Task data:
------------------------------

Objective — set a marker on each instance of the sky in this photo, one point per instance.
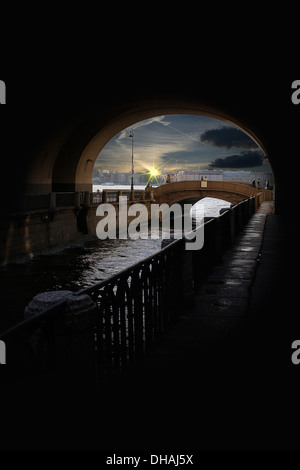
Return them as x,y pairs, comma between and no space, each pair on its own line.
179,142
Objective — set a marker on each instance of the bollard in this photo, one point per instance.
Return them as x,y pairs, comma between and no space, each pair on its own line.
73,355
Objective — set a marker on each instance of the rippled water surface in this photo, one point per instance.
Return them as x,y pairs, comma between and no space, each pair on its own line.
80,265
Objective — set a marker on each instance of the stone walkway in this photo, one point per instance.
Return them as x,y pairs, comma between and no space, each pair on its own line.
223,300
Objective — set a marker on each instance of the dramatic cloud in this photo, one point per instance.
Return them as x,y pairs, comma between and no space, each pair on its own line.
227,137
246,159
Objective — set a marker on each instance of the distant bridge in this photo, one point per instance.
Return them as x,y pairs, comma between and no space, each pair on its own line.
185,190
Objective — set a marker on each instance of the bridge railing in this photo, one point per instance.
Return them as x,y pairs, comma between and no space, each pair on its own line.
134,307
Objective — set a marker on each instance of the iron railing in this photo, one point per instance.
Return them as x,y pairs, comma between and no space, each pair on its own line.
134,307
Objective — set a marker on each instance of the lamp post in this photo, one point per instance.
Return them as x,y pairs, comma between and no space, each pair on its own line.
132,166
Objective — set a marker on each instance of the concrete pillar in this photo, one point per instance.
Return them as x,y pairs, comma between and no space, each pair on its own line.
72,354
52,202
87,199
77,200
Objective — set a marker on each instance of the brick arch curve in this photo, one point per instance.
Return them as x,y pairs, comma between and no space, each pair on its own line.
75,161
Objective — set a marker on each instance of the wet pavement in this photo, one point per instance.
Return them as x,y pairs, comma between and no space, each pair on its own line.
221,378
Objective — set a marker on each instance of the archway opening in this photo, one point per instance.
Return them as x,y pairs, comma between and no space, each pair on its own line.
181,147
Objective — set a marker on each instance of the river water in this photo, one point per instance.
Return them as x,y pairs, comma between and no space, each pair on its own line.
79,265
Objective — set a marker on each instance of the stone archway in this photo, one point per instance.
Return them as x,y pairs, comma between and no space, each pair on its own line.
66,161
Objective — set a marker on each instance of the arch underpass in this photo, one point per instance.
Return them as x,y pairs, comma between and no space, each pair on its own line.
230,191
66,160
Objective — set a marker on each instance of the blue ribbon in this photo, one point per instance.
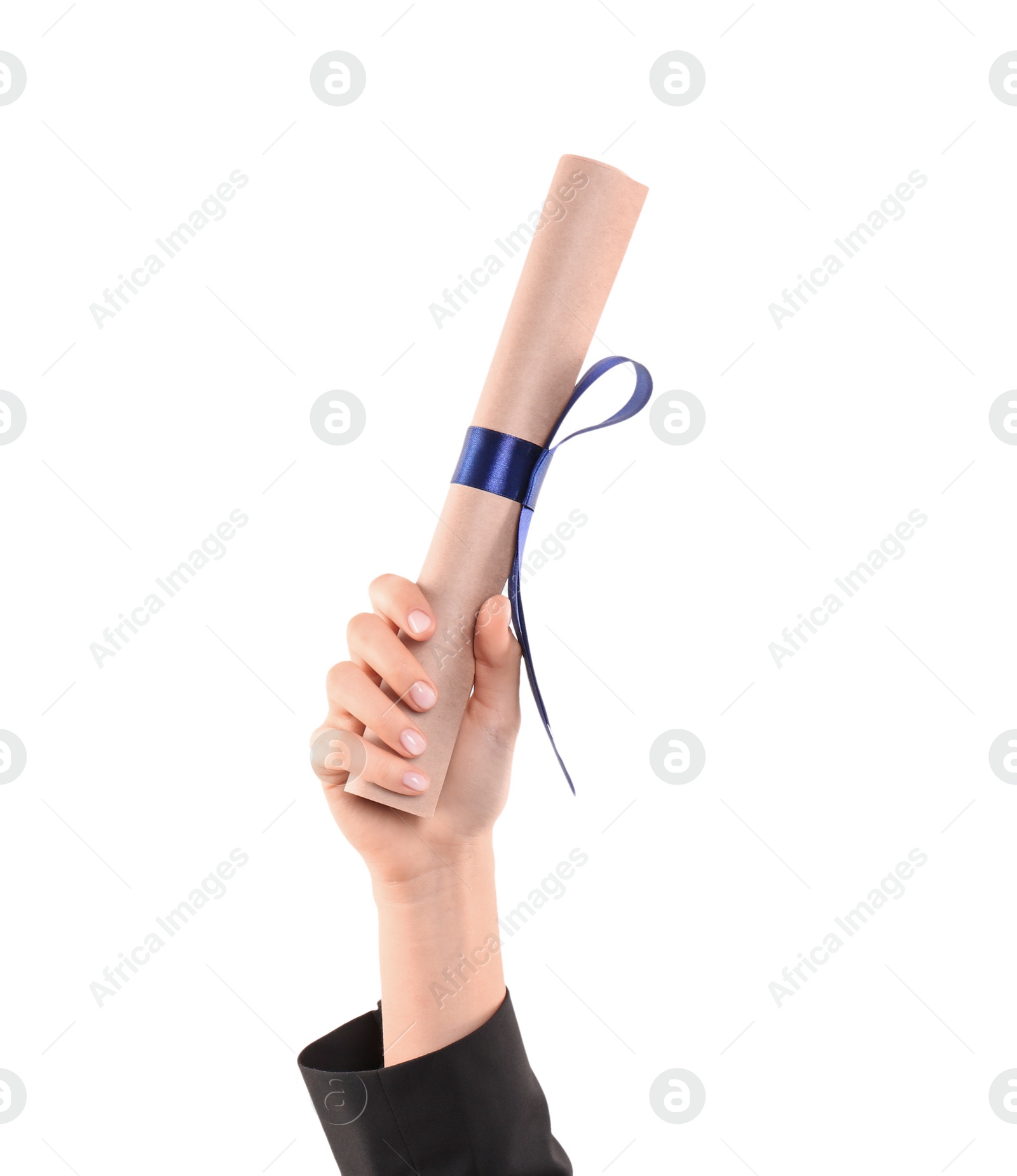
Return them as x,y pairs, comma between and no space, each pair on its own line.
514,468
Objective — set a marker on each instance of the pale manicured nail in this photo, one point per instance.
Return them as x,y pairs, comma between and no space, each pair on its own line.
421,695
413,742
418,621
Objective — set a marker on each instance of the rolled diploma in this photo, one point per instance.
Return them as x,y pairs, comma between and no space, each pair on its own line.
570,267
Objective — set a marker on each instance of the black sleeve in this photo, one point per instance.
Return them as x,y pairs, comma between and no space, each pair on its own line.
470,1109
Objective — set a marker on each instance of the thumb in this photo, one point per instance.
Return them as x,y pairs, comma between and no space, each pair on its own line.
496,682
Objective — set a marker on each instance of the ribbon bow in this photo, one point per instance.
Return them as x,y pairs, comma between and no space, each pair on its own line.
516,470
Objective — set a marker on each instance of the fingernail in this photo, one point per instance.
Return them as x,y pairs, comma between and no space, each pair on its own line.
421,695
413,741
418,620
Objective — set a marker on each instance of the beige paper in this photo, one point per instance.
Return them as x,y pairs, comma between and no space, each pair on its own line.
573,259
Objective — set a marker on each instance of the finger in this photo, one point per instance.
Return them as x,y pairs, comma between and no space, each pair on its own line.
338,754
402,602
352,694
496,682
373,645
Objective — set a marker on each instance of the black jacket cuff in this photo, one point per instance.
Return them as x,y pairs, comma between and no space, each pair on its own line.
472,1108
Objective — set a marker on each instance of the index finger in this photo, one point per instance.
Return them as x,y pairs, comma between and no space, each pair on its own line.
403,605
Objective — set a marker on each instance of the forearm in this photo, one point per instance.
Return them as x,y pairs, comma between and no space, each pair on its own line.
440,954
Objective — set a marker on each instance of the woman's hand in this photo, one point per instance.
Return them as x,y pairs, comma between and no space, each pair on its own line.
399,847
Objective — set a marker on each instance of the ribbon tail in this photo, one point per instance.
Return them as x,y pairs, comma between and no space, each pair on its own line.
519,621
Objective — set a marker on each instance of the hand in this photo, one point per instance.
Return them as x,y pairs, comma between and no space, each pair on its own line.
399,847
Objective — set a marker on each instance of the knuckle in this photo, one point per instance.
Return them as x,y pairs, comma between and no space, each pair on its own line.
339,677
381,584
360,625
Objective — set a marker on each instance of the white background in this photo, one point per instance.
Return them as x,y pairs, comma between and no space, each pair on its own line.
192,740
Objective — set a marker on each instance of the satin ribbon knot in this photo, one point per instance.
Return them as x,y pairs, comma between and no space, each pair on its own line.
514,468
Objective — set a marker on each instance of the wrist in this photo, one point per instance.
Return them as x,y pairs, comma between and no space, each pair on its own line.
467,867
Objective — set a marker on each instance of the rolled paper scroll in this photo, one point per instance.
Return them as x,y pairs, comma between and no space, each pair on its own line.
571,265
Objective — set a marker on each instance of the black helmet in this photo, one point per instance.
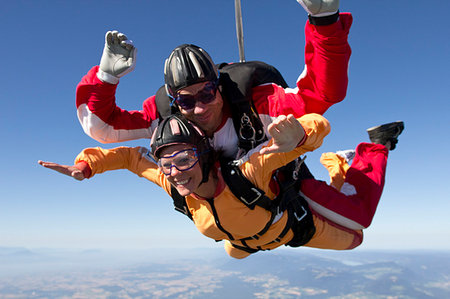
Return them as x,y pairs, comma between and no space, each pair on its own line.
187,65
176,129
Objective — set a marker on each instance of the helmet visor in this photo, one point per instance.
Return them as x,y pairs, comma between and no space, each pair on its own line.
182,160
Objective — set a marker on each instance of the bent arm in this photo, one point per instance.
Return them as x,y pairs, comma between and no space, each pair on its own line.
324,79
103,120
258,168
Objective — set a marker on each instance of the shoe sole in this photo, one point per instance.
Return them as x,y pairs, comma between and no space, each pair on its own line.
386,127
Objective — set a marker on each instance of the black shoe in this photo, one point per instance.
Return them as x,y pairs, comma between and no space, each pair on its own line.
387,132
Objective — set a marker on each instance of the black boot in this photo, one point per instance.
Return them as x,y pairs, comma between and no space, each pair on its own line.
387,132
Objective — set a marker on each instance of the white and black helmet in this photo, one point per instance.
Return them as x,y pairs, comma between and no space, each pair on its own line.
187,65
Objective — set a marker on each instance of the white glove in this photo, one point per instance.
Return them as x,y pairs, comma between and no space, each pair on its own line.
118,59
320,8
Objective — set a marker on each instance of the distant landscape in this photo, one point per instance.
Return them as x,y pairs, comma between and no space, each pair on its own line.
209,273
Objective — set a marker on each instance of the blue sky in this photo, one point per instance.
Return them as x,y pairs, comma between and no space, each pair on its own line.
399,70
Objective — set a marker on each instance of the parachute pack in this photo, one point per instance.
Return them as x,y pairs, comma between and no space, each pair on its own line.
235,84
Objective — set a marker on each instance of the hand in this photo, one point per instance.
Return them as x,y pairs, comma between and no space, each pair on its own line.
64,169
286,132
118,59
320,8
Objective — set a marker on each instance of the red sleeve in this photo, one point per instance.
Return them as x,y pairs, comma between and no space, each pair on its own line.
327,54
323,81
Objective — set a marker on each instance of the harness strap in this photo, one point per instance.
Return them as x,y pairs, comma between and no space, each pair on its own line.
179,202
242,188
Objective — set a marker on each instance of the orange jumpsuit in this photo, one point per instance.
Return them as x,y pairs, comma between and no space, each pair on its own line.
235,217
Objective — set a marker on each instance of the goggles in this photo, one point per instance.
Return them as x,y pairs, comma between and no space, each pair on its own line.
182,160
206,96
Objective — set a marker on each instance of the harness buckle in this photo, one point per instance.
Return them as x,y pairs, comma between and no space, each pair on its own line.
298,164
246,125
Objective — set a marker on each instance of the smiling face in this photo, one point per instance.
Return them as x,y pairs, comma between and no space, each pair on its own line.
207,116
187,181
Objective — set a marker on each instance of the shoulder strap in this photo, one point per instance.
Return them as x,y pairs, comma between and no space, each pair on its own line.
237,81
179,202
242,188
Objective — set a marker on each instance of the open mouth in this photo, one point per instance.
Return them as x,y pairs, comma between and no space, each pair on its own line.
183,182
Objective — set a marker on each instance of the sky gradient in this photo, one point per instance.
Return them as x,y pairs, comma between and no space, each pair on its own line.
399,70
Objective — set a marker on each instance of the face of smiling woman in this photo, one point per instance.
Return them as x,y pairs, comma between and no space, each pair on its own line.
188,181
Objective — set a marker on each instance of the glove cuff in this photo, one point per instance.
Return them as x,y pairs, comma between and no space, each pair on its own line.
323,20
108,78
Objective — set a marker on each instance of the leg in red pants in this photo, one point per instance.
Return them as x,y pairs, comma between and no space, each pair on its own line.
355,209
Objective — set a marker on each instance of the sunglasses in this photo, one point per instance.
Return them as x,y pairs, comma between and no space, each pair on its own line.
206,96
182,160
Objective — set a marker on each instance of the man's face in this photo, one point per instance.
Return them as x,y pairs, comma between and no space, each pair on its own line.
207,116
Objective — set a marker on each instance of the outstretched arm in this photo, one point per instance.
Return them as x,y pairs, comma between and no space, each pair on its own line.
286,132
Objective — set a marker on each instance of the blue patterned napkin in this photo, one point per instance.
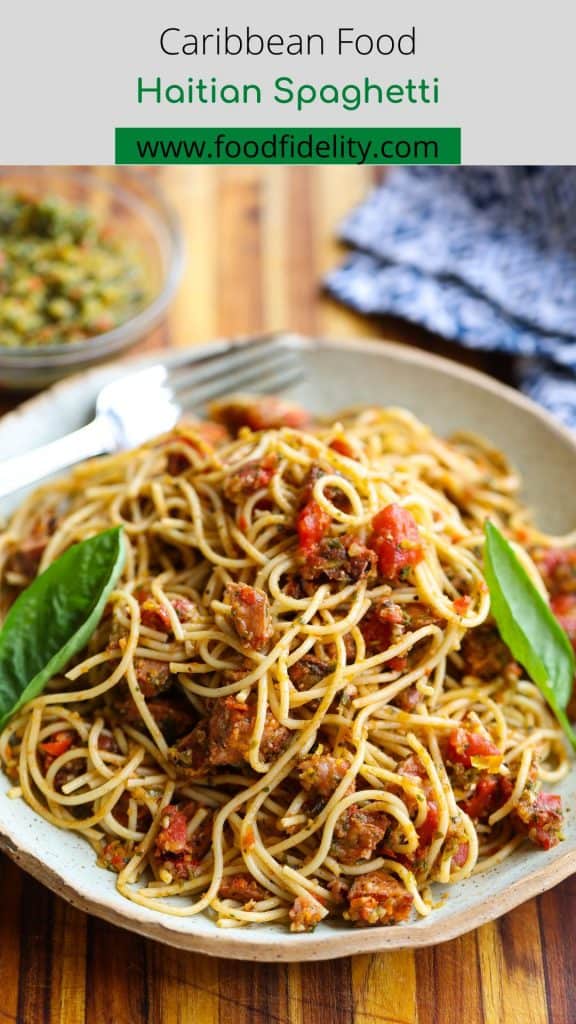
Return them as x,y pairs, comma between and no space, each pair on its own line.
485,256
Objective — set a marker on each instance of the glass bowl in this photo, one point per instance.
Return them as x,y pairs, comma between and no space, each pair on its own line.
131,206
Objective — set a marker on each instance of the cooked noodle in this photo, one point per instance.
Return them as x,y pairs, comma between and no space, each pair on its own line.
354,687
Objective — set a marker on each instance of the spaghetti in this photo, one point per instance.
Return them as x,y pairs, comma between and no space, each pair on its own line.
295,705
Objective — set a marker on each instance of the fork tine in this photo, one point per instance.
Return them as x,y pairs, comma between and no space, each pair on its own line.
276,359
245,355
270,380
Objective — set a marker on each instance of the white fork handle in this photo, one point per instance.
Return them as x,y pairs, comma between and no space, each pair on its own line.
98,437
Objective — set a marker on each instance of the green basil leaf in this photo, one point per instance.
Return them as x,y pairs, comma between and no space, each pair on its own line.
528,627
54,617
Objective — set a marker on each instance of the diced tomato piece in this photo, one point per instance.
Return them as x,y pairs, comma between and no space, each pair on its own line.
464,748
461,854
312,523
342,448
490,793
396,540
541,817
172,838
564,607
59,744
558,566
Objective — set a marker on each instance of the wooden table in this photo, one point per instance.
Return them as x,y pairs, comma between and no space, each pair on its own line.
258,244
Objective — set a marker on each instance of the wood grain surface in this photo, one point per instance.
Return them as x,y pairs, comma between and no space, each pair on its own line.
258,243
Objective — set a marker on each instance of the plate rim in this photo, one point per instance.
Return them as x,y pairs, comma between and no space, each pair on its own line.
329,944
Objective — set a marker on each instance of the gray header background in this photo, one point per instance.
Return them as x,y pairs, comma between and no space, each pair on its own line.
69,71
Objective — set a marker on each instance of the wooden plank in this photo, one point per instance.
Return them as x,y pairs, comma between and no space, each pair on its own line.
68,975
36,928
10,923
239,308
557,915
449,989
384,987
181,987
511,969
254,993
116,969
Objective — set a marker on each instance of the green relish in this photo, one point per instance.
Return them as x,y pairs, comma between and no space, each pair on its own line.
64,276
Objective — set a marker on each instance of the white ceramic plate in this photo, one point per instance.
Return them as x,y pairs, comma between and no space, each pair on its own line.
339,374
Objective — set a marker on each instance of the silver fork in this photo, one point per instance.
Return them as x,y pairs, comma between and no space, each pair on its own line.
140,404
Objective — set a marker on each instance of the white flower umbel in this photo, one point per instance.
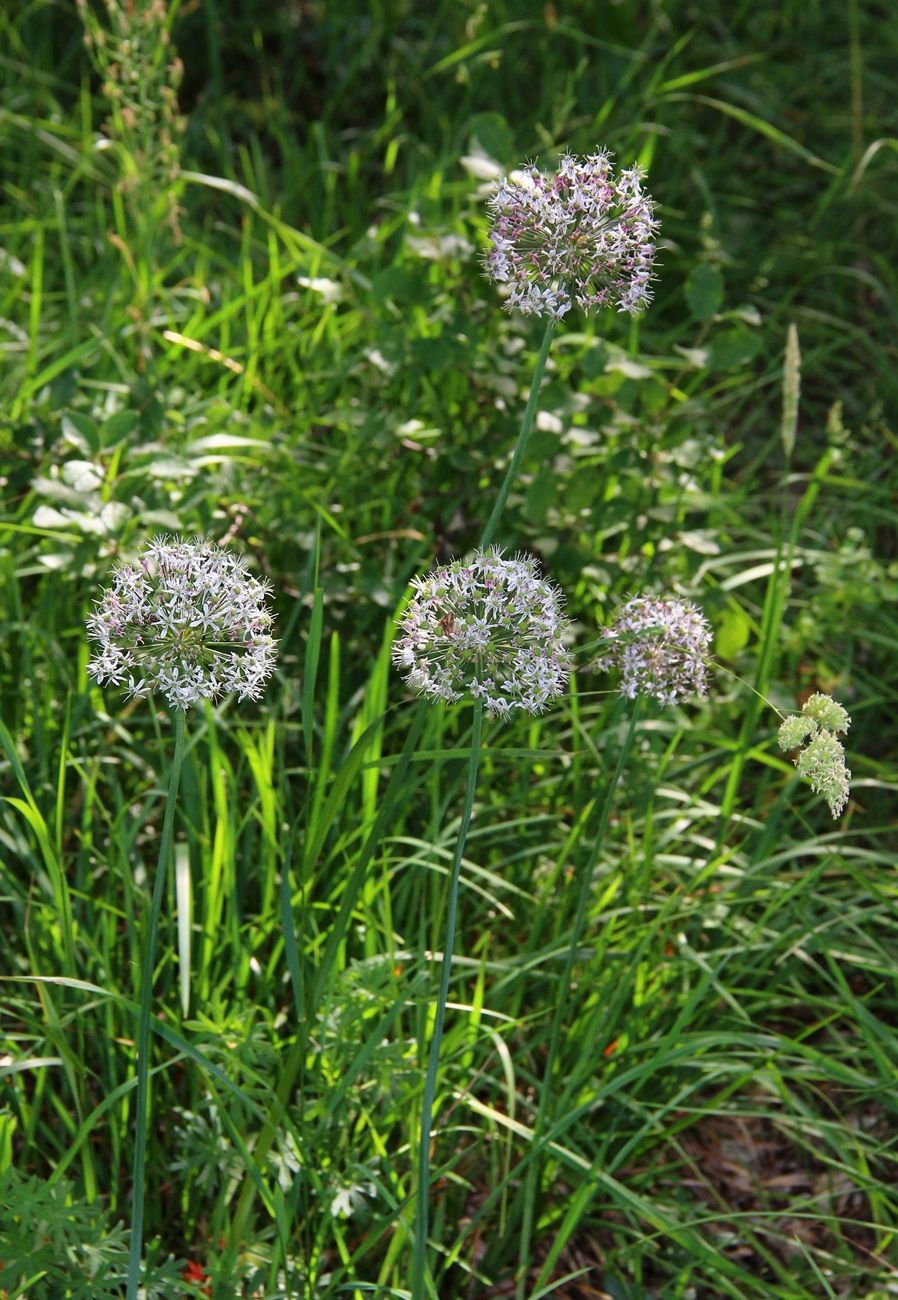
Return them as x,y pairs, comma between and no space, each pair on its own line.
660,646
490,628
189,622
582,235
821,757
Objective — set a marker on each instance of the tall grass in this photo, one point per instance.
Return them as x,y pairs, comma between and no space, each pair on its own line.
320,375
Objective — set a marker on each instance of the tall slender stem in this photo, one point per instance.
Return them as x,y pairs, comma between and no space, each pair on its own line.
146,1000
584,888
526,424
420,1255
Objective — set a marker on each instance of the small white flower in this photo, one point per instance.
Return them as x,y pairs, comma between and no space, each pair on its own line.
660,646
582,235
490,628
189,622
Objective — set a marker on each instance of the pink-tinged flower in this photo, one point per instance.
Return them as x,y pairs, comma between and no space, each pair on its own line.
582,235
660,646
490,628
189,620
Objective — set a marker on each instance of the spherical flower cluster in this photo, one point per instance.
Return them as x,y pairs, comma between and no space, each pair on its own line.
189,622
490,628
660,646
821,757
582,235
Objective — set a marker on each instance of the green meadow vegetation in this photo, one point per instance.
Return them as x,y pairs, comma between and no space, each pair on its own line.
243,298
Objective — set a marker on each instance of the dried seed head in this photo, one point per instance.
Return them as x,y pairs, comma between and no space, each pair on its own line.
821,758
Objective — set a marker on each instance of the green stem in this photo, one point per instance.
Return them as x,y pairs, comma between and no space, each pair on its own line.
143,1023
526,424
584,891
420,1255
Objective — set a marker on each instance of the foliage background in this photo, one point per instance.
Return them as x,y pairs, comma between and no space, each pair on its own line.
304,359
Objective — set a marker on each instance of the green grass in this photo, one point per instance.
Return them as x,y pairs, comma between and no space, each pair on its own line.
320,372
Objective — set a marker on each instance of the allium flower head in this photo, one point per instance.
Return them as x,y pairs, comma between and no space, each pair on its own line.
189,620
821,758
490,628
660,648
582,235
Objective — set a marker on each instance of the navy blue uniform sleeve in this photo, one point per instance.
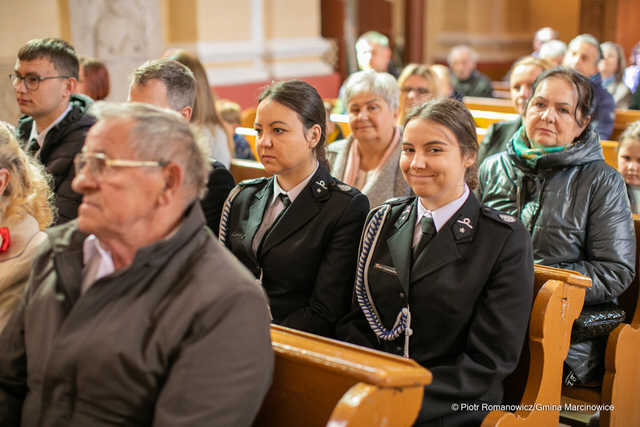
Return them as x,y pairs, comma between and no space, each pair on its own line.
220,184
334,281
496,333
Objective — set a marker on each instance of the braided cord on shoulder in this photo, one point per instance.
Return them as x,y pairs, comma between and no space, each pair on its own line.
226,211
363,293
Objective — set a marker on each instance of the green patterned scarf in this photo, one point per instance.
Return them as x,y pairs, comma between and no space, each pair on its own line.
530,155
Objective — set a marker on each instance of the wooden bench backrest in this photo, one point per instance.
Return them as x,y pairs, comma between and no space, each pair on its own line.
318,381
623,117
246,169
484,118
559,297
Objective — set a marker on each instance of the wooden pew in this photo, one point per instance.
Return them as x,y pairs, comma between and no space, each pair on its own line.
621,382
623,119
489,104
484,118
536,384
323,382
246,169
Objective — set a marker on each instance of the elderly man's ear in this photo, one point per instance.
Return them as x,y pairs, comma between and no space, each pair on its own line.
173,179
186,113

------------------------------

Goal of the exercise:
Starting from the line containing "pew in this photo, one point per instance." and ending with the final line of the data, reproduce each line exactly as it appears, including no other lines.

Written answer:
Objective — set a marker on each instance of the wooden pew in this photo, one point per instance.
Return them as x,y pairs, comma between and no space, each pair on its own line.
621,382
623,119
489,104
484,118
536,384
323,382
246,169
Objective — set a marker on each instance of the elderly man's ear in this photo, one point per instance.
Return them as x,y pairs, comma between and no space, each pair on its own line.
173,179
186,113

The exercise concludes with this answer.